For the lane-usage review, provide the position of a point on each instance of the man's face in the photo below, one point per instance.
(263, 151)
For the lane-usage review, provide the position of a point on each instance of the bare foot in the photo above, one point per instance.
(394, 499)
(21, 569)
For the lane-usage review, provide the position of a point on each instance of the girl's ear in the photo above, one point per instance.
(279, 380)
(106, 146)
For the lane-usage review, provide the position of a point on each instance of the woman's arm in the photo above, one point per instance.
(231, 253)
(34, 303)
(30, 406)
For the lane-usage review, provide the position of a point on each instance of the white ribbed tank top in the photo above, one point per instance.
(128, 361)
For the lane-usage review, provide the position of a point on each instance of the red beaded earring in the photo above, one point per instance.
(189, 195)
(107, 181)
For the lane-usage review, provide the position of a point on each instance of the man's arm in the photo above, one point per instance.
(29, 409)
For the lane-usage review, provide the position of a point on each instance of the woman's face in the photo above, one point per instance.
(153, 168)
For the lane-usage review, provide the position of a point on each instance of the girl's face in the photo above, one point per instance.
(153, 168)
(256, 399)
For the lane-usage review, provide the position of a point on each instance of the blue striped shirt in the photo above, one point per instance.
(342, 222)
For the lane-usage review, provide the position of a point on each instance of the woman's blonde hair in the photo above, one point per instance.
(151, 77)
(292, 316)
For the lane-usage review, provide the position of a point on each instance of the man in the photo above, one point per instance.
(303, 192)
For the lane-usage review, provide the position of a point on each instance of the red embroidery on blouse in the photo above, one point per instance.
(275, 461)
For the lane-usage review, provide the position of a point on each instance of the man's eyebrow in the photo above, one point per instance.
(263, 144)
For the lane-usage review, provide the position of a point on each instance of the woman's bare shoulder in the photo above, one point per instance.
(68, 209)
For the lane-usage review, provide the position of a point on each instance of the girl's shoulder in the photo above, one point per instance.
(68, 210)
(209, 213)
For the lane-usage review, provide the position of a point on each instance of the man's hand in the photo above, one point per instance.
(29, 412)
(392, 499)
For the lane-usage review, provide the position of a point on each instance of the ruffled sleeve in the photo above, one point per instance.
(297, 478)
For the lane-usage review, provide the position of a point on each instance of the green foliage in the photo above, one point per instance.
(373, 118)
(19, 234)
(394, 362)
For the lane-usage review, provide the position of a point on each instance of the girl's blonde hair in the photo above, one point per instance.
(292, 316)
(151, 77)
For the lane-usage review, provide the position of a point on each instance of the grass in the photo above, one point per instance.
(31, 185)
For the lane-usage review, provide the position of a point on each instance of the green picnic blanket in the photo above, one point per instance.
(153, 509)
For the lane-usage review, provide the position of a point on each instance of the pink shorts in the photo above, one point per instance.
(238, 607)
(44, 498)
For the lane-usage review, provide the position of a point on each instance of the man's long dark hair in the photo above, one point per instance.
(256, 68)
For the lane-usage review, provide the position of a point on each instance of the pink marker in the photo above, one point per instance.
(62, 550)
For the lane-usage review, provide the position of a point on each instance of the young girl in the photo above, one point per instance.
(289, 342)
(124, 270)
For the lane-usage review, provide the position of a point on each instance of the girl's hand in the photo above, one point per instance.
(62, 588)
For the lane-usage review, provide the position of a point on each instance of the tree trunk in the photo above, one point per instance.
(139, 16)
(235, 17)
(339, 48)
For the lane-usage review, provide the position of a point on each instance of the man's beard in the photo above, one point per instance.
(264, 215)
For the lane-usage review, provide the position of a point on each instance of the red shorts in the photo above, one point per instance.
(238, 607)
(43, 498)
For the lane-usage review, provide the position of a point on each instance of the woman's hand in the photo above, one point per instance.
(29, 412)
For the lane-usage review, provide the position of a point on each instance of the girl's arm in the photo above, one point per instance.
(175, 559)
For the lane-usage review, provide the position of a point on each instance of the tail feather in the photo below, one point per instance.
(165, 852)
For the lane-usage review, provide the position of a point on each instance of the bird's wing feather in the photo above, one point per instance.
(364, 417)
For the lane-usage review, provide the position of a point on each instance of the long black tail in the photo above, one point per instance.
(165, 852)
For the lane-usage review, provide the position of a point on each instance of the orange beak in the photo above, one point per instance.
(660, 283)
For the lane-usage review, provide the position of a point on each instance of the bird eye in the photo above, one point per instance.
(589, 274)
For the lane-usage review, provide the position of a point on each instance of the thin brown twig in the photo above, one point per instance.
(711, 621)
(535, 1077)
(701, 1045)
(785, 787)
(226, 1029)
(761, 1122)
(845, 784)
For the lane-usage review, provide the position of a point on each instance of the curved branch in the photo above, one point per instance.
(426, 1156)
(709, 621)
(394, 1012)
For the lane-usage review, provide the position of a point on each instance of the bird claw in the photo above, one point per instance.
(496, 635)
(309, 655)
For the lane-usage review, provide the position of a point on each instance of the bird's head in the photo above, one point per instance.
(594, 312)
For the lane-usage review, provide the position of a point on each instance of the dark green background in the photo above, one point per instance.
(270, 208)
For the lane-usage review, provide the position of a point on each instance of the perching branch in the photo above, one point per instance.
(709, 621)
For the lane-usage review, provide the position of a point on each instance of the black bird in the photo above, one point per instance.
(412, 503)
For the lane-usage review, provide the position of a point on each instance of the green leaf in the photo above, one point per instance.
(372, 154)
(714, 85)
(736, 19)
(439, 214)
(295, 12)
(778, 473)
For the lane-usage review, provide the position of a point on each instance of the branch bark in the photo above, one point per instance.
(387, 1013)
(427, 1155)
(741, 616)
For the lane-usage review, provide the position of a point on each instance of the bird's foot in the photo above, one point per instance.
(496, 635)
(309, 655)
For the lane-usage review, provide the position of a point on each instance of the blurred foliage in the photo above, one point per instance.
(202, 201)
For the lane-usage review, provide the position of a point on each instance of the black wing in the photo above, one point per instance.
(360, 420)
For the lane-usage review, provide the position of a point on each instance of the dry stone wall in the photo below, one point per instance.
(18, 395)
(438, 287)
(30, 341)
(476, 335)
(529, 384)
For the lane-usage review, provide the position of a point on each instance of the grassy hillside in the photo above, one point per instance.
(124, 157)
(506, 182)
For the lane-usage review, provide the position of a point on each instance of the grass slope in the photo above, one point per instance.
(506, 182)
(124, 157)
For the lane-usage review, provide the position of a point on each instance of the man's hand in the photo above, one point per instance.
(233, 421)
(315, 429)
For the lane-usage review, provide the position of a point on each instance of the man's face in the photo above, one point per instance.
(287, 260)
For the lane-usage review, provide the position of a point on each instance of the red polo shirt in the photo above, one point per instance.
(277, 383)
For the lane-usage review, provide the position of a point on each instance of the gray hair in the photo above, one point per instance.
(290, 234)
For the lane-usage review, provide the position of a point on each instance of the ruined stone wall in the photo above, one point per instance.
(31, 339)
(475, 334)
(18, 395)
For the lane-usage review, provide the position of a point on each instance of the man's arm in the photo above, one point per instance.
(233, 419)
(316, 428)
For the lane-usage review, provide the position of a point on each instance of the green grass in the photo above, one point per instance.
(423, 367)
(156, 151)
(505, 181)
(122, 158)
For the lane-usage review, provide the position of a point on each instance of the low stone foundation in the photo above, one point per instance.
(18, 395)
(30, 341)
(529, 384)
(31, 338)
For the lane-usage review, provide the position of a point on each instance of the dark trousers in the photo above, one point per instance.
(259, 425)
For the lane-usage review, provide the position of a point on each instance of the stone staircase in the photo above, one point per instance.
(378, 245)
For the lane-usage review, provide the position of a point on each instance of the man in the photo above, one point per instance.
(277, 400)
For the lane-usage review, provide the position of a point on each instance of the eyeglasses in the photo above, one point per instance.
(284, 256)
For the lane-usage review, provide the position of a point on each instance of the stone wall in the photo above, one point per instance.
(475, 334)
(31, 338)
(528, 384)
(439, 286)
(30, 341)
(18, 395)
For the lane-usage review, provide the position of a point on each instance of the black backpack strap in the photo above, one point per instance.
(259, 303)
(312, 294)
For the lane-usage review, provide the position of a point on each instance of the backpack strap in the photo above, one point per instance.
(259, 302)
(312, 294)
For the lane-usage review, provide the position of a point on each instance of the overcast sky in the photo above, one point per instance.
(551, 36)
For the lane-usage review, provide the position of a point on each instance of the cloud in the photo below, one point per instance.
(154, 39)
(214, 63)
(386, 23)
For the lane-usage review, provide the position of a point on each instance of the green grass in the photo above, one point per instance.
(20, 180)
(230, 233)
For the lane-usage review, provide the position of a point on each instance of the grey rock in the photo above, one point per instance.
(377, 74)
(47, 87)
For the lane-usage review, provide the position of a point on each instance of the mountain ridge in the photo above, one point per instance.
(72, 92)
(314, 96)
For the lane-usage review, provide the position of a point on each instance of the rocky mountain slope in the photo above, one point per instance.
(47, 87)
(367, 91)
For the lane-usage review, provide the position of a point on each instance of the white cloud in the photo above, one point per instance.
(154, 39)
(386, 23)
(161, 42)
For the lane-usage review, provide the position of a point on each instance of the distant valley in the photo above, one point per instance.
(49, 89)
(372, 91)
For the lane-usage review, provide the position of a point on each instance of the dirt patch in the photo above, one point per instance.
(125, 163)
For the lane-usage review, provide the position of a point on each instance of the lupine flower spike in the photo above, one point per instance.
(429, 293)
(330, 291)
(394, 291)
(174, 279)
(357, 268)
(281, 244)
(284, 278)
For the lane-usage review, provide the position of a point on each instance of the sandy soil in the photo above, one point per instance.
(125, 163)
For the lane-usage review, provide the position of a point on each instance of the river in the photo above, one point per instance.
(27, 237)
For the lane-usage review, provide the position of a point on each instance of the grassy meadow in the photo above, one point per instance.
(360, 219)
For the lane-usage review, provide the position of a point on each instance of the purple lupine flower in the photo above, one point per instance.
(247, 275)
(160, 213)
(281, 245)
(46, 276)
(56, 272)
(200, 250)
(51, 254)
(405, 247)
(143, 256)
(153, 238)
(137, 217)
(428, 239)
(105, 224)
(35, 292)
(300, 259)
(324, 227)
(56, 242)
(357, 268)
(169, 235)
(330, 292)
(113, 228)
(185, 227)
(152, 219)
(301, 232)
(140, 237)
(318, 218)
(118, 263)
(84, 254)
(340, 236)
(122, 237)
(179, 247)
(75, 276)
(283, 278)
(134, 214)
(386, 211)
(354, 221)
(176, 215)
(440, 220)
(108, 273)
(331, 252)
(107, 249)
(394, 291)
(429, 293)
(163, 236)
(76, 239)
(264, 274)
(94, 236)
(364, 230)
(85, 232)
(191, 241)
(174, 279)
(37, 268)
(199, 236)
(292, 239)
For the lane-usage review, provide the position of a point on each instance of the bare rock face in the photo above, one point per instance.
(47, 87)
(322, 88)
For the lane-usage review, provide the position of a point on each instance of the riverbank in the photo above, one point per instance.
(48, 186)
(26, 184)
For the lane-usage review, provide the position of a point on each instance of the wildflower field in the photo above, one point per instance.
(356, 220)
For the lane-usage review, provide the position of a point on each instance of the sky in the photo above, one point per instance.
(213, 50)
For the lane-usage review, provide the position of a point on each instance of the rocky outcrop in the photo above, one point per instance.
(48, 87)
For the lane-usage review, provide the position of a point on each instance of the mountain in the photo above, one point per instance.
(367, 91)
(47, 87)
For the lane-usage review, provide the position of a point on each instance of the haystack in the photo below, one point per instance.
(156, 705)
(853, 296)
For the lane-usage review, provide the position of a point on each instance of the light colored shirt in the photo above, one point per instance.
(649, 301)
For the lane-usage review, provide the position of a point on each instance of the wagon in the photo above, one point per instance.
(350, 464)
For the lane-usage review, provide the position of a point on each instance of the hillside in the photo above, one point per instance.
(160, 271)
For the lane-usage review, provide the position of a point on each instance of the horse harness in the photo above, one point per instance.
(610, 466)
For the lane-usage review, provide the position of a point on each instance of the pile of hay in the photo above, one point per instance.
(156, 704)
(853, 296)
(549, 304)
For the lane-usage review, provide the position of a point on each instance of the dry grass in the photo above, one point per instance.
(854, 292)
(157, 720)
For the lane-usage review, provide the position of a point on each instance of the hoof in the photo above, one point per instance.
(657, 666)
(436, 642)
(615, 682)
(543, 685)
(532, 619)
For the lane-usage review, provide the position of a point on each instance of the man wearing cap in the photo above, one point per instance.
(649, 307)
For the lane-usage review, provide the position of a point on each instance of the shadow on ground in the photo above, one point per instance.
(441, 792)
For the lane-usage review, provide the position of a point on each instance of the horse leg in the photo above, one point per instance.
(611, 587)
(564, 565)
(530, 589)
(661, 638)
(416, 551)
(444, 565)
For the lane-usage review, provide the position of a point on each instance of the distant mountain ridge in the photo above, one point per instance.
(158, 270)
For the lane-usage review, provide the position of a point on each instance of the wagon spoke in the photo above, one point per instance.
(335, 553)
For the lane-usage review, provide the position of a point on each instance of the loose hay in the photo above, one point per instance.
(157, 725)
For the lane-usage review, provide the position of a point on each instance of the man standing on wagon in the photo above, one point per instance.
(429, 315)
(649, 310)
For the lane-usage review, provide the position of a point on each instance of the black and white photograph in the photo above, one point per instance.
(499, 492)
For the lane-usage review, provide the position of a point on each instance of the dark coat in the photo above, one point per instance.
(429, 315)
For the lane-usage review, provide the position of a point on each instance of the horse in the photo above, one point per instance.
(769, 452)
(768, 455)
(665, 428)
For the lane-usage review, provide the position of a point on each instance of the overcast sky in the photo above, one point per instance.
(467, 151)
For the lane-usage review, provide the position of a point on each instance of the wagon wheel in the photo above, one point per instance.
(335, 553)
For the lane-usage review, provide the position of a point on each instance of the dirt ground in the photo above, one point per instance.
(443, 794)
══════
Starting at the line that contains "the dark coat", retype each remaining line of the records exactly; that line and the last line are both included.

For the lane-usage review, provide the position of a point on each instance of the dark coat in the photo above, one point per instance.
(429, 315)
For the lane-usage review, provide the position of a point on each instance of the horse in the photo above, one point per instance.
(769, 452)
(768, 455)
(665, 428)
For the lane-usage review, provide the position of a point on each instance of the overcast sky in the photo above, one point per instance.
(467, 151)
For the lane-usage review, provide the position of a point on each instance of the wagon wheel in the photo above, one point per instance.
(335, 553)
For the lane-usage review, provide the position of a point on each instance of the dirt ground in the photo above, one point per instance.
(443, 794)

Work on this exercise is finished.